--- START Provided passage ---

# American Kenpo Karate in the UK



## uk-kenpo (Jun 22, 2007)

Firstly i would like to say hello to everyone you uses this forum and the people behind it that makes it happen. And secondly i wanted to get peoples ideas and thoughts about my following question.

I just wanted to get peoples reactions/thoughts and ask, Why they think that American Kenpo Karate as currently not got a big following in England and Uk?

All the best

Mark
Fine Artist & Martial Artist


----------



## Empty Hands (Jun 22, 2007)

Because it has the word "American" in the title?  Just a thought.


----------



## Carol (Jun 22, 2007)

Welcome to MT, Mark!

There are a few Kenpo instructors from the UK that post here but overall I think the lack of qualified instruction is a big reason why it doesn't have quite the penetration it does in the U.S.  That may change as the intructors there produce more black belts of their own.


----------



## Ian (Jun 22, 2007)

Mark,
Interesting question.
I am not currently training in Kenpo, but still keep tabs on the arena (the pull never goes away) and dabble every now again so I admit my knowlege of the current scene is not up to date.

Kenpo in the UK started from a very small base in the late 70s of only a couple of clubs and has definately been growing ever since. Its coverage is considerably greater but still not the same geographical spread of other popular styles.

--- END Provided passage ---
--- START Items ---

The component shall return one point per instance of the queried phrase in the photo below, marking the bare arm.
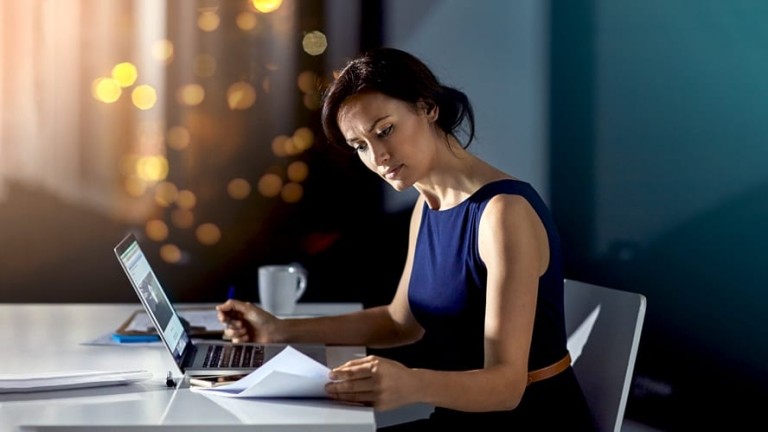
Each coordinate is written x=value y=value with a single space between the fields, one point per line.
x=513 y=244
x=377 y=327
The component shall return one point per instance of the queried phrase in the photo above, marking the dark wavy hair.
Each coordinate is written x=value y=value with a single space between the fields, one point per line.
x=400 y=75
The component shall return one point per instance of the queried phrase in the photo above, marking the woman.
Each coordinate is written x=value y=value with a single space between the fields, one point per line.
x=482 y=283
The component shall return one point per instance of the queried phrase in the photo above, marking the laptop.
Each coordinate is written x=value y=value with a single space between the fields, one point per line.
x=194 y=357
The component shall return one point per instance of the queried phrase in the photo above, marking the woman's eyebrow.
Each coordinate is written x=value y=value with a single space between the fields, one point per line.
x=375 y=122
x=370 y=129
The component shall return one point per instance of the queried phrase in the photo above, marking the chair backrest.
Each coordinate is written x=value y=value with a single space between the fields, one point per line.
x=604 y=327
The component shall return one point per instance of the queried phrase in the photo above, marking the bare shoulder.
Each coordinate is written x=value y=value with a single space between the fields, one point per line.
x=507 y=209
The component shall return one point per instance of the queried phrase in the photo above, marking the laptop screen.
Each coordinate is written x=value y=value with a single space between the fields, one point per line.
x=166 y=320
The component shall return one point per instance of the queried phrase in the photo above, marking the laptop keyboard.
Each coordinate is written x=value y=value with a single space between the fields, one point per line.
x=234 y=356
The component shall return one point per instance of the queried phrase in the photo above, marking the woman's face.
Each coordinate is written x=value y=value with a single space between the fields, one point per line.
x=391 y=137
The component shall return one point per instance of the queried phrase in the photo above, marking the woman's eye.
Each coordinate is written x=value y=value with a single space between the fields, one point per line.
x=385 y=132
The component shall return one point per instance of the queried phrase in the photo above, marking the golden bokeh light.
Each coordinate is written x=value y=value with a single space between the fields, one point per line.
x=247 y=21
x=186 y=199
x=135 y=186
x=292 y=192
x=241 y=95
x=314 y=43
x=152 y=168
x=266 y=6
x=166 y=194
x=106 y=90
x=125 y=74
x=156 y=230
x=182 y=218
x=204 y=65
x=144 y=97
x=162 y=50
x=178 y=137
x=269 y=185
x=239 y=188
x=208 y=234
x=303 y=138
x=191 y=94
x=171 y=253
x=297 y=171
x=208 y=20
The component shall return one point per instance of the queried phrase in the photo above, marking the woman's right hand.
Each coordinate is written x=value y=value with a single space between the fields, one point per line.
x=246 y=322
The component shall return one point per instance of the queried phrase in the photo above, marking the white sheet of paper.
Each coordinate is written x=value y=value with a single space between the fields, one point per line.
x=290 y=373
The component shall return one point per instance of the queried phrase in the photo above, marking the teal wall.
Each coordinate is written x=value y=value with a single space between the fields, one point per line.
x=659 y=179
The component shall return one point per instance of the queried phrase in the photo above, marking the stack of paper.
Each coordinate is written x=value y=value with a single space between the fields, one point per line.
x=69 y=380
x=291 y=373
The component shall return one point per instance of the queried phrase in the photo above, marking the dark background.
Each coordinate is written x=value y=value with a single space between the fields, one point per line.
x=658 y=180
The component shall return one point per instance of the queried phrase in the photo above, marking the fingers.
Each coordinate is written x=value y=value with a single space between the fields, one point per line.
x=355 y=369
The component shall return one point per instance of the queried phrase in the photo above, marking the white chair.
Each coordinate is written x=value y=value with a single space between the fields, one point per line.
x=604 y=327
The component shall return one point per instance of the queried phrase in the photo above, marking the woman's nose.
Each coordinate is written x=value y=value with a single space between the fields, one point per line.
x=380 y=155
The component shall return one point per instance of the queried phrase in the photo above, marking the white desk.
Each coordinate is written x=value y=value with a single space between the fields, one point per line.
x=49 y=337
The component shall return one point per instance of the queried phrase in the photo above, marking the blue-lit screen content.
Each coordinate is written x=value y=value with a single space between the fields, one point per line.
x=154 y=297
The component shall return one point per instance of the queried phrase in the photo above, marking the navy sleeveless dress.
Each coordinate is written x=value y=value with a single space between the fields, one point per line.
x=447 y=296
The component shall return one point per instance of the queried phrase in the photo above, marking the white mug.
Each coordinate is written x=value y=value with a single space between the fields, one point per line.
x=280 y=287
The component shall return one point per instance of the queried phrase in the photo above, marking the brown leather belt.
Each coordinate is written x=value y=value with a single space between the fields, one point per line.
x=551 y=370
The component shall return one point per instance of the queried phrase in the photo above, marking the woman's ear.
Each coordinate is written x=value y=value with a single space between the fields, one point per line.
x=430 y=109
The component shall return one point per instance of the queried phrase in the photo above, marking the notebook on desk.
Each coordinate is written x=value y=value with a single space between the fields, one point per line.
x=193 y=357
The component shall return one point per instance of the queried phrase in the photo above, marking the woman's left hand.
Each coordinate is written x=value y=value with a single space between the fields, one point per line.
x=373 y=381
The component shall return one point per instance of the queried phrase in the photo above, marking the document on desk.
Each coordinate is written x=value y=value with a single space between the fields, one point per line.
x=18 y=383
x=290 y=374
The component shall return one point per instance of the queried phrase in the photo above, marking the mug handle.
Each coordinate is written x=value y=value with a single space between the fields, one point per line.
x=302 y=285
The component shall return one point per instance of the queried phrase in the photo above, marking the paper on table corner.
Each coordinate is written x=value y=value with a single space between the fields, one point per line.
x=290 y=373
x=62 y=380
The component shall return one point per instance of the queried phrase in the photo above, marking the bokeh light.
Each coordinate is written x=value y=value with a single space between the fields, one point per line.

--- END Items ---

• _Short exercise 1_
In the records, change "queried phrase" to "requested phrase" from the line with "navy sleeveless dress." to the line with "x=193 y=357". Write out only those lines, leaving everything else in them as it is.
• _Short exercise 2_
Go on with the Kenpo thread from the point where it stops.
The records have no connection to the Kenpo thread.

• _Task output 1_
The component shall return one point per instance of the requested phrase in the photo above, marking the navy sleeveless dress.
Each coordinate is written x=value y=value with a single space between the fields, one point per line.
x=447 y=296
The component shall return one point per instance of the requested phrase in the photo above, marking the white mug.
Each coordinate is written x=value y=value with a single space between the fields, one point per line.
x=280 y=287
The component shall return one point per instance of the requested phrase in the photo above, marking the brown leather belt.
Each coordinate is written x=value y=value with a single space between the fields, one point per line.
x=551 y=370
The component shall return one point per instance of the requested phrase in the photo above, marking the woman's ear.
Each coordinate is written x=value y=value with a single space between the fields, one point per line.
x=430 y=109
The component shall return one point per instance of the requested phrase in the photo above, marking the notebook on desk.
Each coordinate is written x=value y=value with a single space between the fields, one point per line.
x=193 y=357

• _Task output 2_
I trained in Kenpo in the early 80s to 90s and the stronghold then as now was in the South West of England, primarily Plymouth, Torquay and Exeter and a club in London. The IKKA and BKKU were then the main organisations spreading the Kenpo word. They were both based in Devon and to my knowlege most of the IKKA black belts remained in the South West. It was and is considerably stronger I believe in Ireland and Jersey.

There may not be the physical coverage if you wish to train in American Kenpo but the knowlege base is excelent in the UK with the ability to train under several high ranking instructors. I trained then with the IKKA under Gary Ellis who I highly reccomend. I also had exposure to Mark Richards, Jackie McVicar, Mervin Ormond, Andy Setherton and Diane Wheeler in London all of which I understand are still teaching and I would reccomend.
I never trained with the BKKU but they also have high ranking instructors available as well. There are now I believe other organisations but I am not up to speed with the current state of the arts coverage and I am sure other posters can update this post and reccomend other instructors.
Hope this is of use.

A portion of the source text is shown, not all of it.